>> Begin Excerpted data

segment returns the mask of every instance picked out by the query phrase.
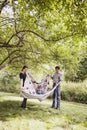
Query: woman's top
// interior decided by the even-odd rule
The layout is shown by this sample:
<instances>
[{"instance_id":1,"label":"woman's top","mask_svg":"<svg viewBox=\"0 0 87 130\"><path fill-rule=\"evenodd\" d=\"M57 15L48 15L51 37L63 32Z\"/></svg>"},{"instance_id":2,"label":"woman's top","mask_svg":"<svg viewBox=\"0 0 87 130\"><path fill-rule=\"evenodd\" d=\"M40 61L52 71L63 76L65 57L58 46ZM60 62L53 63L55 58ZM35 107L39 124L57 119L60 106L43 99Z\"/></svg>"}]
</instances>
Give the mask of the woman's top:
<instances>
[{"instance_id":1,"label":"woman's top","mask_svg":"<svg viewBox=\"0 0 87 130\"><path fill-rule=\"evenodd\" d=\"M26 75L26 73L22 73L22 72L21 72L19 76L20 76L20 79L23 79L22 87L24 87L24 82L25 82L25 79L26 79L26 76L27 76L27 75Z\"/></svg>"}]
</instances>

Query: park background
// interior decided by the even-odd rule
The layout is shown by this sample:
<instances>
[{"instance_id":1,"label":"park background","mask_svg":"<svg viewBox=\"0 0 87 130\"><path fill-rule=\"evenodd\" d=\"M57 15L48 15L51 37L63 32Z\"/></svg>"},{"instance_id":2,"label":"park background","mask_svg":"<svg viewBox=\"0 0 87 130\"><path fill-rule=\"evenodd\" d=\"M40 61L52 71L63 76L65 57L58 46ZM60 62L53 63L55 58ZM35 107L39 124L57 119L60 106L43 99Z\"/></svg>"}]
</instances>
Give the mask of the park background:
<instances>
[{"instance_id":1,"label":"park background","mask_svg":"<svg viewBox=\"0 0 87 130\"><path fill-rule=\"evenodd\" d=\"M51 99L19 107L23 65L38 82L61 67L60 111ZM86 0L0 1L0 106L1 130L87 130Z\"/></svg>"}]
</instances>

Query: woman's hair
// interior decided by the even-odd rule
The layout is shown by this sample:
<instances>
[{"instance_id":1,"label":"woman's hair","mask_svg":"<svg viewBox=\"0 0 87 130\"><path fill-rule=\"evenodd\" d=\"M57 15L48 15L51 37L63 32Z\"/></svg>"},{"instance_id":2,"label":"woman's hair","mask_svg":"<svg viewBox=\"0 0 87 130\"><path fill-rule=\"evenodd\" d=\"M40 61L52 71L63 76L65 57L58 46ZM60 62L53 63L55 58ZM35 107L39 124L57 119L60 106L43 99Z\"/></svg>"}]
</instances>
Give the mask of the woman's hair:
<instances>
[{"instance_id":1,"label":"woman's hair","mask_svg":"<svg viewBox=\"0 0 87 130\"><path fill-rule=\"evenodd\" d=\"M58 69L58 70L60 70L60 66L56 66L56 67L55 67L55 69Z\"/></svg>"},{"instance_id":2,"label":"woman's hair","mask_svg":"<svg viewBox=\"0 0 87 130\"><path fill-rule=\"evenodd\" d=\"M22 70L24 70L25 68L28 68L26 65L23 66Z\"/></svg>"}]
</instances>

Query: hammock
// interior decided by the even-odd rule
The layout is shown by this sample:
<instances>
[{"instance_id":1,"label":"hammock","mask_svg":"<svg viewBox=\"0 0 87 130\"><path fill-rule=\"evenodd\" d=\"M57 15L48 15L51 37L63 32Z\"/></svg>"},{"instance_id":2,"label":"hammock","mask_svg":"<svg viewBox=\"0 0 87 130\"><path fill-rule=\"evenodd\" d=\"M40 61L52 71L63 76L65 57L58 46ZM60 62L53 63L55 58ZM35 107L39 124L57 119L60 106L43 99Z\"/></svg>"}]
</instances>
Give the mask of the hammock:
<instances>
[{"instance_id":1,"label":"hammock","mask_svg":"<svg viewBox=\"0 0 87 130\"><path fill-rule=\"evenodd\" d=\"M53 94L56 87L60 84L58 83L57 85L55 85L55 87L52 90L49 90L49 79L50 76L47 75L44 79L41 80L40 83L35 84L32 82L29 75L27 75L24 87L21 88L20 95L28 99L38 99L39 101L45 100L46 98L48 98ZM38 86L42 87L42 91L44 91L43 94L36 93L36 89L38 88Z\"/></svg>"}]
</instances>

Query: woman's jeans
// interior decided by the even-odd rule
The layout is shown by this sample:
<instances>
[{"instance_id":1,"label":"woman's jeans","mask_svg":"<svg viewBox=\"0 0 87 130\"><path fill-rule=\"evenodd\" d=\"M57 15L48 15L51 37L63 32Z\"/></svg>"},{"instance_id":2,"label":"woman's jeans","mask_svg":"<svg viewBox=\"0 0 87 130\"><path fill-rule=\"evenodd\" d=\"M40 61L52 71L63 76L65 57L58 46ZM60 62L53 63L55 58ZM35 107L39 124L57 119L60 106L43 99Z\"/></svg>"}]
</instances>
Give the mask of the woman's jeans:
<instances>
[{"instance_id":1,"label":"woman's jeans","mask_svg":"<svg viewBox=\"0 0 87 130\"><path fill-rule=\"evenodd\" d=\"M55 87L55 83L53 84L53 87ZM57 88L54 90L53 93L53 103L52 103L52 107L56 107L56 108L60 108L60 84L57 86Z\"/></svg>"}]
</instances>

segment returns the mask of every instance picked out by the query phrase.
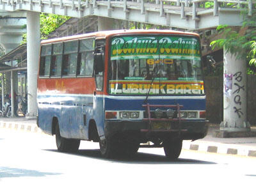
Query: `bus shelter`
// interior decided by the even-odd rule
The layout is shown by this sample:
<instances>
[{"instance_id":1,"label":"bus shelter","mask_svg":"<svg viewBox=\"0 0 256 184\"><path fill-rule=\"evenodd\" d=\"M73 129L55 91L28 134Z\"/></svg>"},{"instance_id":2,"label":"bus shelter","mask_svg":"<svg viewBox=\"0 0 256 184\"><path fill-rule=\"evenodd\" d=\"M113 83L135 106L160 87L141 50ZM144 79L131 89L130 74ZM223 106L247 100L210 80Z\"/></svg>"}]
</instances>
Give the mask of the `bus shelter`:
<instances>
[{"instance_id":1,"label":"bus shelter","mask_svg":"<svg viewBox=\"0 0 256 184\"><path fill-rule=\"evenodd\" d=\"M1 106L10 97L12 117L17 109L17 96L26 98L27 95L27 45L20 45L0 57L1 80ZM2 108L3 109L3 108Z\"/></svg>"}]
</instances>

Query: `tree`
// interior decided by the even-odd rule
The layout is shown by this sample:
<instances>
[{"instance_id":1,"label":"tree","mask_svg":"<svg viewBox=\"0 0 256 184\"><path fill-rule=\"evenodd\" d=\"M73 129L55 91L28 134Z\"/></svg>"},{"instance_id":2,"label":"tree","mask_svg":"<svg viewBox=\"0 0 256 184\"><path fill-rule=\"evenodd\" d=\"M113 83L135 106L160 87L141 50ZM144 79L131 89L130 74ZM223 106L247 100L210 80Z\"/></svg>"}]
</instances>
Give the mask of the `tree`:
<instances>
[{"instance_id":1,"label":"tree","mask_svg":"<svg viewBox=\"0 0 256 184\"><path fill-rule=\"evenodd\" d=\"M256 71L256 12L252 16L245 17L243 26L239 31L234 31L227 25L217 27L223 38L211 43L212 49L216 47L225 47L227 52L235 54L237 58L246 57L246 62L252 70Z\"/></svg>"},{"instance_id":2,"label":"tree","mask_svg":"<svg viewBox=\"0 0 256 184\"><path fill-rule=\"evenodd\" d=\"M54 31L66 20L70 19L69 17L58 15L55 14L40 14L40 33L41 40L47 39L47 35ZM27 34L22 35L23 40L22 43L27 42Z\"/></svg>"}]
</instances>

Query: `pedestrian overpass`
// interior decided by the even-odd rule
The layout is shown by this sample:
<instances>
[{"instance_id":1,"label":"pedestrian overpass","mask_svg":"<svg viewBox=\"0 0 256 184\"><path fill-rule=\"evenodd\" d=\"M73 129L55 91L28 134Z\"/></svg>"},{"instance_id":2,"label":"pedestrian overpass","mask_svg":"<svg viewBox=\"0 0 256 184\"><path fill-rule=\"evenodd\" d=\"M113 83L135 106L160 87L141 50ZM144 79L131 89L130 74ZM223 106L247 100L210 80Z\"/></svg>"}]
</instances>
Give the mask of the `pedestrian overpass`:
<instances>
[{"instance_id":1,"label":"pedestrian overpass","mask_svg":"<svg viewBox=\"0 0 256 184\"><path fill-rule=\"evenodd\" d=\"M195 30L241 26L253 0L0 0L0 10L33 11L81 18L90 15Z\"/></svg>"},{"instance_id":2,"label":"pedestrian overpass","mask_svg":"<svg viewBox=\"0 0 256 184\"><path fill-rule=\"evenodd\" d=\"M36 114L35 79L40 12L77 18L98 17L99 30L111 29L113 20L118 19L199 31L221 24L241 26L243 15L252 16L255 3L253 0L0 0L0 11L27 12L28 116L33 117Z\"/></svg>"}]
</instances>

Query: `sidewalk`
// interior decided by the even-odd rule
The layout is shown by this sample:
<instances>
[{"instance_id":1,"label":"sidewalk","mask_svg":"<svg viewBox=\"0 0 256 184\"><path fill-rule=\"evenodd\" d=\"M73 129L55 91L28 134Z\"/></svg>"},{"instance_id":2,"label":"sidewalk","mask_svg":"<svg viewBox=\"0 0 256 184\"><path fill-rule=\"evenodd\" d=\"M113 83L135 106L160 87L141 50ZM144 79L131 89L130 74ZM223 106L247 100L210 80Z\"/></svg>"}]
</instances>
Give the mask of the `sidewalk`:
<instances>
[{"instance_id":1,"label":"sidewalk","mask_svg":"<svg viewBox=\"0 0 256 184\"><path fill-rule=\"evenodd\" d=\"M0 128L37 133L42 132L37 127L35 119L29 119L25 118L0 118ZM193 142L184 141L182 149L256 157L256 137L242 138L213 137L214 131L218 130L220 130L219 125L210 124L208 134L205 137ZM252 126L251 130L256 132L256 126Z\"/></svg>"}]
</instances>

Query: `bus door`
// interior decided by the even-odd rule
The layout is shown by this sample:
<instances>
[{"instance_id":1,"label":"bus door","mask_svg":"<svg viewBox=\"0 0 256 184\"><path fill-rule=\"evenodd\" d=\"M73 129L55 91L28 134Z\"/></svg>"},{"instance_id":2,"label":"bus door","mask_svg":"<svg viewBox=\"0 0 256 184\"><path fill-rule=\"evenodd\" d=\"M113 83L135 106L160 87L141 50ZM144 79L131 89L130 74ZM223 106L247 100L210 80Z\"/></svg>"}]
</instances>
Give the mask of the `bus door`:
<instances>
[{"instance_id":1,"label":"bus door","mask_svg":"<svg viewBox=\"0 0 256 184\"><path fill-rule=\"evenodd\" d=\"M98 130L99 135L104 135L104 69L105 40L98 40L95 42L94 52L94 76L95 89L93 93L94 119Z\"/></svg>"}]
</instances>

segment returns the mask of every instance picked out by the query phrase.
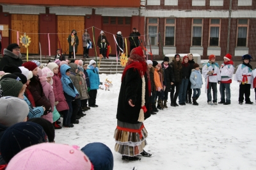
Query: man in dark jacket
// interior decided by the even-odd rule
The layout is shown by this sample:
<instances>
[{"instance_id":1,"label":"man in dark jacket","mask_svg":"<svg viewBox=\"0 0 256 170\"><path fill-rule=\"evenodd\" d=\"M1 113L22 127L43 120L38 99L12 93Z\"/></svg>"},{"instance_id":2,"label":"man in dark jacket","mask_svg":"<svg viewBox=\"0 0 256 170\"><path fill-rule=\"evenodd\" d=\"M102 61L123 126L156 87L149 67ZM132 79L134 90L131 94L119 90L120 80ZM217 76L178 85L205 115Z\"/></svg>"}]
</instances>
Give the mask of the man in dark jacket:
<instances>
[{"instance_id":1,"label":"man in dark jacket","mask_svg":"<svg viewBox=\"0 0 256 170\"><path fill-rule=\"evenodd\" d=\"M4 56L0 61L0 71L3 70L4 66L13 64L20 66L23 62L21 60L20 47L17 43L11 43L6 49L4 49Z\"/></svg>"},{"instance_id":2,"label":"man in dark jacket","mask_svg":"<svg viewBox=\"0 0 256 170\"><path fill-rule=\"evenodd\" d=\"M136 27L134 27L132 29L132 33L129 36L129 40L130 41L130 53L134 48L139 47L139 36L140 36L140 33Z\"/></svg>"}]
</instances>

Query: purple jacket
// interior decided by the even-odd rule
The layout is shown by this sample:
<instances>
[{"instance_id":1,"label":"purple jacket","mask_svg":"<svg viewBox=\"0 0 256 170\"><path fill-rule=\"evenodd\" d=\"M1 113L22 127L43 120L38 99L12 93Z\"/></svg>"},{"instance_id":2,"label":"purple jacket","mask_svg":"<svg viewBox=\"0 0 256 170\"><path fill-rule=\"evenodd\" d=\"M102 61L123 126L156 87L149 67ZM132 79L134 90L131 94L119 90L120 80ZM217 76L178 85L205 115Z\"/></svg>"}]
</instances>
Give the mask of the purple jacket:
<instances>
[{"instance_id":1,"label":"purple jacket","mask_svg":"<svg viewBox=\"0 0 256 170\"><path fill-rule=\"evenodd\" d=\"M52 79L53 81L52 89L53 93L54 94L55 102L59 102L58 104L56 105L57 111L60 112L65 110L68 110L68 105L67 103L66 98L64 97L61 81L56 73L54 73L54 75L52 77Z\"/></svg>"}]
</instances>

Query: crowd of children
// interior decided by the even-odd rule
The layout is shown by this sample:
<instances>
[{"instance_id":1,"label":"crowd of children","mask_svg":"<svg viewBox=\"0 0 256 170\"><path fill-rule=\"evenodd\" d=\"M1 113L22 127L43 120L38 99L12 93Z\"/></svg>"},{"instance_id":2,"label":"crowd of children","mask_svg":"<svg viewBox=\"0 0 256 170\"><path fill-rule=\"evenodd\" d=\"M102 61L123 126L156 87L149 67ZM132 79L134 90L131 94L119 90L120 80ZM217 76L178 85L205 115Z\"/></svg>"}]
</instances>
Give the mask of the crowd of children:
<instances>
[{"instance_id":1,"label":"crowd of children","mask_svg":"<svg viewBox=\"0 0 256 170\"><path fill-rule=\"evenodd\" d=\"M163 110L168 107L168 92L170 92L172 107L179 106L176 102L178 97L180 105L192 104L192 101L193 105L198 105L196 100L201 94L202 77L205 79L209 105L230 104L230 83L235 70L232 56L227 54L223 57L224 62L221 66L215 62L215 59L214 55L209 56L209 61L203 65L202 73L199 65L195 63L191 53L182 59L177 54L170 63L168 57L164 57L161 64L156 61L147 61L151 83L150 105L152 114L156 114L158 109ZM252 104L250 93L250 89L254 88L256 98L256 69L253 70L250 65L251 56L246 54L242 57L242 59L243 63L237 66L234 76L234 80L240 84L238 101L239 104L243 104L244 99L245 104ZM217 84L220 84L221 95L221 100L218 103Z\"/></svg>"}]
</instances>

>> End Excerpted data

What the task requires: Which lines of the listing above contain the word "door"? Pick out and copy each of those lines, treating case as significant.

Response below:
Query: `bus door`
[{"instance_id":1,"label":"bus door","mask_svg":"<svg viewBox=\"0 0 256 184\"><path fill-rule=\"evenodd\" d=\"M73 129L55 91L28 134Z\"/></svg>"},{"instance_id":2,"label":"bus door","mask_svg":"<svg viewBox=\"0 0 256 184\"><path fill-rule=\"evenodd\" d=\"M113 83L135 106L160 87L141 50ZM144 79L131 89L130 74ZM223 106L247 100L210 80Z\"/></svg>"}]
Give the mask of the `bus door`:
[{"instance_id":1,"label":"bus door","mask_svg":"<svg viewBox=\"0 0 256 184\"><path fill-rule=\"evenodd\" d=\"M98 130L99 135L104 135L104 69L105 40L98 40L95 42L94 52L94 76L95 89L93 93L94 119Z\"/></svg>"}]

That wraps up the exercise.